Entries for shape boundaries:
+--

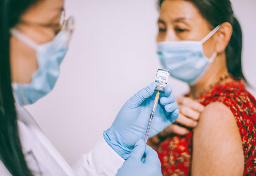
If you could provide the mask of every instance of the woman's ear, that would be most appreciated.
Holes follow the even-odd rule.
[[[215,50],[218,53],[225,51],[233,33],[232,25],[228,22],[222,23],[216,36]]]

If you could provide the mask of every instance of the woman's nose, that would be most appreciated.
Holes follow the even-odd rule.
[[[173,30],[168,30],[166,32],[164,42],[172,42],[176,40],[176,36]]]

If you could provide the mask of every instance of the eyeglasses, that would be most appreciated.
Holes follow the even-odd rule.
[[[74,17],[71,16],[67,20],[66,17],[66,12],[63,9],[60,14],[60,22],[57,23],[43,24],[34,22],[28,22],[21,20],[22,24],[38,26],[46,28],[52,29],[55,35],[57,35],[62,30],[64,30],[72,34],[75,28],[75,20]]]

+--

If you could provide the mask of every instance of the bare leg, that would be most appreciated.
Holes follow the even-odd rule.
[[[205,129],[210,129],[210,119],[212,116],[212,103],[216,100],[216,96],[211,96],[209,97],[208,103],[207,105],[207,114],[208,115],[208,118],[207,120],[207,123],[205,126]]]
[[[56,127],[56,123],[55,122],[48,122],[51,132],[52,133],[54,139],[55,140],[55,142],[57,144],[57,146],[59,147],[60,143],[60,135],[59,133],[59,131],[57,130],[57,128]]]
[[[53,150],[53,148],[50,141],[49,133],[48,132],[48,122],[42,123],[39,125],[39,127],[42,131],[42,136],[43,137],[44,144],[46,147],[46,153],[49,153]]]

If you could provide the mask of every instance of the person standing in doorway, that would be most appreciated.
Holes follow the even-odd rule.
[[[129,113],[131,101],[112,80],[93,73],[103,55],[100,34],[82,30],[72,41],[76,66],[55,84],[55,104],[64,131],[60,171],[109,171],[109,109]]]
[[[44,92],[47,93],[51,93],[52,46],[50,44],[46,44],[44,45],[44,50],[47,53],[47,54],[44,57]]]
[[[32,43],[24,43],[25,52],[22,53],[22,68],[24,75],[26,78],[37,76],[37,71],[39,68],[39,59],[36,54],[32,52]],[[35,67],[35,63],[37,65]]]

+--

> _Task statement_
Report each line of the entries above that contains the word "instance", copying those lines in full.

> _Output of the exercise_
If you could provide the mask of every instance of the woman's ear, that would be most appreciated.
If you could provide the mask of every instance of the woman's nose, that would be most appreciated.
If you could provide the mask of every instance of the eyeglasses, that would be most appreciated.
If you could provide the mask of every instance of the bare leg, that would be most appreciated.
If you could provide the mask of every instance of the person standing in doorway, that would be most appreciated.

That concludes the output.